From the first line to the last, give the listing again exactly.
=======
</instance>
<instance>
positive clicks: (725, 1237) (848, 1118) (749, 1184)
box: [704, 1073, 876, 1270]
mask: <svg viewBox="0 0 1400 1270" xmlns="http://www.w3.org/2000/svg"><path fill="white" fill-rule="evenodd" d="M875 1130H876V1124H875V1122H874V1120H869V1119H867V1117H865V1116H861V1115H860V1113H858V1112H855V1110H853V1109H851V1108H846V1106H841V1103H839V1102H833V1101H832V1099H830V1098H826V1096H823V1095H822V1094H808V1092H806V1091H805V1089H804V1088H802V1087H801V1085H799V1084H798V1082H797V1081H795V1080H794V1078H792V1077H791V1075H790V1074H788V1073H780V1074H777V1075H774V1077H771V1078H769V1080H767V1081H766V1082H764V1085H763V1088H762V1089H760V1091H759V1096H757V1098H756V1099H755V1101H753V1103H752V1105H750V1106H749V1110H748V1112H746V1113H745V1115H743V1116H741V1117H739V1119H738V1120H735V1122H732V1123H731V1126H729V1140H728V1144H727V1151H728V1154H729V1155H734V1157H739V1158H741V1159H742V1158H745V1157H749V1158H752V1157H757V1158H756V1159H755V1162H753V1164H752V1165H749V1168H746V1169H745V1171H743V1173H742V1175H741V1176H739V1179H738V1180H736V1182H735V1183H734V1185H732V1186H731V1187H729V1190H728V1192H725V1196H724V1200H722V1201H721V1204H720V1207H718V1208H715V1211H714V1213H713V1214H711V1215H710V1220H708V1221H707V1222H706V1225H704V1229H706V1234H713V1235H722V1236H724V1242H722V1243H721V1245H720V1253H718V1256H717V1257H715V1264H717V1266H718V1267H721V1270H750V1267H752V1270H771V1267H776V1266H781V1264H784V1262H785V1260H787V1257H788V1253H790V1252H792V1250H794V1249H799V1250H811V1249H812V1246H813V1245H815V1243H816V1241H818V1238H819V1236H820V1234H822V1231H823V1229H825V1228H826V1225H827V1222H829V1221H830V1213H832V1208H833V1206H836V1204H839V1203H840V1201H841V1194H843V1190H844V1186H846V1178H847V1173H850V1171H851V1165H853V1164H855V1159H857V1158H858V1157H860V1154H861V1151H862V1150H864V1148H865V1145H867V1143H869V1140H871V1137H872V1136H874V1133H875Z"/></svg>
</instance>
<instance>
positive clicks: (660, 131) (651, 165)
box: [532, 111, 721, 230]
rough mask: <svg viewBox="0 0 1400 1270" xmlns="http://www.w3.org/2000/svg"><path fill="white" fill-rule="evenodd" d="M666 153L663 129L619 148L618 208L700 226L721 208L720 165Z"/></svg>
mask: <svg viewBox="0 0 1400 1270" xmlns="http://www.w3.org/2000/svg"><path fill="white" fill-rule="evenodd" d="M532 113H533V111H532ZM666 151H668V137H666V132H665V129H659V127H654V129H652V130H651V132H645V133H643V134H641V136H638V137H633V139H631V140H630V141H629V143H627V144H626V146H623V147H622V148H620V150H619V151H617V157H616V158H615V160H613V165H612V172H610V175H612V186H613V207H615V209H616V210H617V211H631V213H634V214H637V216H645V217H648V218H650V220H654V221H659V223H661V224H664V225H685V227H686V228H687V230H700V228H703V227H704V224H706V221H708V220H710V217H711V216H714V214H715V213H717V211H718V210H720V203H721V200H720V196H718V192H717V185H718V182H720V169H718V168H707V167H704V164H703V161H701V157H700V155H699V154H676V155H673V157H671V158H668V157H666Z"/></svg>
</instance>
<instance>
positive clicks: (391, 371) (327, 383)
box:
=======
== ANSWER SPACE ==
</instance>
<instance>
positive clicks: (725, 1237) (848, 1118) (749, 1184)
box: [704, 1073, 876, 1270]
mask: <svg viewBox="0 0 1400 1270" xmlns="http://www.w3.org/2000/svg"><path fill="white" fill-rule="evenodd" d="M875 1130H876V1124H875V1122H874V1120H869V1119H867V1117H865V1116H861V1115H860V1113H858V1112H855V1110H853V1109H851V1108H846V1106H841V1103H839V1102H833V1101H832V1099H830V1098H826V1096H823V1095H822V1094H808V1092H806V1091H805V1089H804V1088H802V1087H801V1085H799V1084H798V1082H797V1081H795V1080H794V1078H792V1077H791V1075H790V1074H788V1073H780V1074H777V1075H774V1077H771V1078H769V1080H767V1081H766V1082H764V1085H763V1088H762V1089H760V1091H759V1096H757V1098H756V1099H755V1101H753V1103H752V1105H750V1106H749V1110H748V1112H746V1113H745V1115H743V1116H741V1117H739V1119H738V1120H735V1122H732V1123H731V1126H729V1140H728V1144H727V1151H728V1154H729V1155H734V1157H739V1158H741V1159H742V1158H745V1157H749V1158H752V1157H757V1158H756V1159H755V1162H753V1164H752V1165H749V1168H746V1169H745V1171H743V1173H742V1175H741V1176H739V1179H738V1180H736V1182H735V1183H734V1185H732V1186H731V1187H729V1190H728V1192H725V1196H724V1200H722V1201H721V1204H720V1207H718V1208H715V1211H714V1213H713V1214H711V1215H710V1220H708V1221H707V1222H706V1225H704V1229H706V1234H713V1235H722V1236H724V1242H722V1243H721V1245H720V1253H718V1256H717V1257H715V1264H717V1266H718V1267H721V1270H750V1267H752V1270H771V1267H776V1266H781V1264H784V1262H785V1260H787V1257H788V1253H790V1252H792V1250H794V1249H799V1250H811V1249H812V1246H813V1245H815V1243H816V1241H818V1238H819V1236H820V1234H822V1231H823V1229H825V1228H826V1225H827V1222H829V1221H830V1213H832V1208H833V1206H836V1204H839V1203H840V1201H841V1194H843V1190H844V1186H846V1178H847V1173H850V1171H851V1165H853V1164H855V1159H857V1158H858V1157H860V1154H861V1151H862V1150H864V1148H865V1145H867V1143H869V1140H871V1137H872V1136H874V1133H875Z"/></svg>
</instance>
<instance>
positive clicks: (660, 131) (651, 165)
box: [532, 111, 721, 230]
rough mask: <svg viewBox="0 0 1400 1270" xmlns="http://www.w3.org/2000/svg"><path fill="white" fill-rule="evenodd" d="M666 153L663 129L619 148L618 208L700 226L721 208L720 165Z"/></svg>
mask: <svg viewBox="0 0 1400 1270" xmlns="http://www.w3.org/2000/svg"><path fill="white" fill-rule="evenodd" d="M532 113H533V111H532ZM666 151H668V137H666V132H665V129H659V127H654V129H652V130H651V132H645V133H643V134H641V136H638V137H633V139H631V140H630V141H629V143H627V144H626V146H623V147H622V148H620V150H619V151H617V157H616V158H615V160H613V165H612V172H610V175H612V186H613V207H615V209H616V210H617V211H631V213H634V214H637V216H645V217H648V218H650V220H654V221H659V223H661V224H664V225H685V227H686V228H687V230H700V228H703V227H704V224H706V221H708V220H710V217H711V216H714V214H715V213H717V211H718V210H720V203H721V200H720V196H718V192H717V185H718V182H720V169H718V168H707V167H704V164H703V161H701V157H700V155H699V154H676V155H673V157H671V158H668V157H666Z"/></svg>
</instance>
<instance>
positive clicks: (391, 371) (327, 383)
box:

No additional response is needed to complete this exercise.